Work/Life balance... boo hoo. I'm crying for ya.
Sorry people, when applicants come in for interviews and are concerned about the number of holidays, sick leave, family leave, fill in the blank leave. I can't work on Saturday because of ___. That's the actual BS.
If you've got the mother of all vacations scheduled (which is Osh the last week of July) then DONT GO INTERVIEWING until you get back. How hard is that?
And I usually give
@denverpilot a wide berth... but the Killer, gotta be there, every year, don't bother asking me to interrupt it vacation... Ah, he's not going this year.
Probably has something to do with a more important trip. More than one actually. Airplanes come behind family.
I sure am glad I do not and will never work for you. I do hope you are not in charge of any employees.
I also wouldn't go putting words in
@denverpilot 's mouth(fingertips?). AFAIK he isnt going due to issues other than work telling him he cant go.
It sounds like the OP wasn't presented with the option to necessarily go interview after his vacation.
I wouldn't worry about
@Ravioli. Somebody has to think work is more important than anything. Might as well be the young ones who haven't watched an ******* boss say similar things to a man who's family does actually need him.
He'll mellow once he's seen a man leave work for a year and his friends cover him because his kid who's not yet three is diagnosed with terminal cancer. Or he covers for a coworker diagnosed with a rare lung problem for a year. Or a coworker's special needs kid is tossed out of a third or fourth or fifth after school program and everyone's lost count but everyone helps cover him.

(Point localization data):
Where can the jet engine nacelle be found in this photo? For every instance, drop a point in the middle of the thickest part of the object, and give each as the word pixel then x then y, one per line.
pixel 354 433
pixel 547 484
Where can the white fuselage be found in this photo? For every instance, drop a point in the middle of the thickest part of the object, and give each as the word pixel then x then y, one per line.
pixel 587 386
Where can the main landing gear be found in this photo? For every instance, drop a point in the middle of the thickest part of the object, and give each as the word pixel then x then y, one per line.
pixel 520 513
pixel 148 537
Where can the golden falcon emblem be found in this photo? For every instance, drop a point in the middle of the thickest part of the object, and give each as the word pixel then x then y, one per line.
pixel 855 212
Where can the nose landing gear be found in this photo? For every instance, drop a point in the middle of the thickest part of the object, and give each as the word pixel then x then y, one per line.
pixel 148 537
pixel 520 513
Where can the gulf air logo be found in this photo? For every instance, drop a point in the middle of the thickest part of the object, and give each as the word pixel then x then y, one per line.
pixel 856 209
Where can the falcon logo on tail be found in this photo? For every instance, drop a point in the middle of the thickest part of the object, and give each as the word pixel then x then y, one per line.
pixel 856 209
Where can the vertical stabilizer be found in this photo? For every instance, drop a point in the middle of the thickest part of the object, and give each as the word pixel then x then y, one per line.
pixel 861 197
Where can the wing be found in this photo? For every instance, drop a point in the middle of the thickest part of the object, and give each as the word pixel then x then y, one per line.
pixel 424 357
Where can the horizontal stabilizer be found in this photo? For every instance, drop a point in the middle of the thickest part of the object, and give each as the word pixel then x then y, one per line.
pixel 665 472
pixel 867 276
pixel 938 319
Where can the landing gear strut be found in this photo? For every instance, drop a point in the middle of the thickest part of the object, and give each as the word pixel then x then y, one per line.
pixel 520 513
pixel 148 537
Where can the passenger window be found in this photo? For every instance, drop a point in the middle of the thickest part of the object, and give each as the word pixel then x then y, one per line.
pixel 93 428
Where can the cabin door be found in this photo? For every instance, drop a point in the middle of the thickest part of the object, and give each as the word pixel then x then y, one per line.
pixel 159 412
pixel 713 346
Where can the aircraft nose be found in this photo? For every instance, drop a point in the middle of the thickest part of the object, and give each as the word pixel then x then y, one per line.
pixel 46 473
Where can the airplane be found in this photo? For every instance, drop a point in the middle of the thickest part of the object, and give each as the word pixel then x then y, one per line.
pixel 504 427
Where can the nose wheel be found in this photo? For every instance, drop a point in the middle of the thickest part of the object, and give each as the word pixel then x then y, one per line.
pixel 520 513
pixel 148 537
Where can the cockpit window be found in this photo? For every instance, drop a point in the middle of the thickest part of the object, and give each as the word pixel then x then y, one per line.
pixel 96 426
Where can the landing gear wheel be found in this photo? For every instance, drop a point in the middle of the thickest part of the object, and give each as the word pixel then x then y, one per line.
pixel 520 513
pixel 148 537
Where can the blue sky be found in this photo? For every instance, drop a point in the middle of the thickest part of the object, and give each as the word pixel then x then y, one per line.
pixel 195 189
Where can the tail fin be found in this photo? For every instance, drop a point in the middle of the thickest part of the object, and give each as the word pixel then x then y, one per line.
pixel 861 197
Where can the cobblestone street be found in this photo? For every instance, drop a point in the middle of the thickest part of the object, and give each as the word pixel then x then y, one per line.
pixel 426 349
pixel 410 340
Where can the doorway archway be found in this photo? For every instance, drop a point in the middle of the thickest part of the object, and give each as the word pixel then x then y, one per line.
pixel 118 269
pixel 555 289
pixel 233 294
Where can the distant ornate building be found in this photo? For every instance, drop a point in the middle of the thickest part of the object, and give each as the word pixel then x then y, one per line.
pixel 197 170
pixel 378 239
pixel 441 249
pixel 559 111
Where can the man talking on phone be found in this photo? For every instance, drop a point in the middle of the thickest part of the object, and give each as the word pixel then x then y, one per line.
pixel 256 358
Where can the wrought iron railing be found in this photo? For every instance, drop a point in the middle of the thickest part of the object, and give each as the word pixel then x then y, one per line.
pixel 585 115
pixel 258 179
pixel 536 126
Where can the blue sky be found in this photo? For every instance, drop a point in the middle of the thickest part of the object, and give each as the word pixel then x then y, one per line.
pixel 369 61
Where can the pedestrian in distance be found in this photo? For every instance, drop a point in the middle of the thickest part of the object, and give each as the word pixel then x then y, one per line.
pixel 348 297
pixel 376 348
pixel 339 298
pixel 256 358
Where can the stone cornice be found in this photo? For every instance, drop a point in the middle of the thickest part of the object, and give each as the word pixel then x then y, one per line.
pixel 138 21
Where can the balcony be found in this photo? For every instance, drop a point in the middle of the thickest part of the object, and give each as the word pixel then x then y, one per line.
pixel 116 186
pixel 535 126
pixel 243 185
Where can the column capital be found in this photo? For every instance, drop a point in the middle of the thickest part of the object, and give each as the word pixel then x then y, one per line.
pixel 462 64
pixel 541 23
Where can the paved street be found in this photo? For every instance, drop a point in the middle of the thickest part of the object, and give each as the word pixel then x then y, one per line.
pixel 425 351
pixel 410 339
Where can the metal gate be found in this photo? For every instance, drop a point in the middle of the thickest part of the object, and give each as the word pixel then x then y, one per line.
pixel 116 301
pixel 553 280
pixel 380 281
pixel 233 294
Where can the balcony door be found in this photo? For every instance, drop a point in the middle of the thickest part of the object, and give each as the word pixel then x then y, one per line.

(Assigned task): Reproduce word for word everything in the work/life balance text from "And I usually" down to "actually need him.". These records were drawn from a separate source.

(Problem solution):
And I usually give
@denverpilot a wide berth... but the Killer, gotta be there, every year, don't bother asking me to interrupt it vacation... Ah, he's not going this year.
Probably has something to do with a more important trip. More than one actually. Airplanes come behind family.
I sure am glad I do not and will never work for you. I do hope you are not in charge of any employees.
I also wouldn't go putting words in
@denverpilot 's mouth(fingertips?). AFAIK he isnt going due to issues other than work telling him he cant go.
It sounds like the OP wasn't presented with the option to necessarily go interview after his vacation.
I wouldn't worry about
@Ravioli. Somebody has to think work is more important than anything. Might as well be the young ones who haven't watched an ******* boss say similar things to a man who's family does actually need him.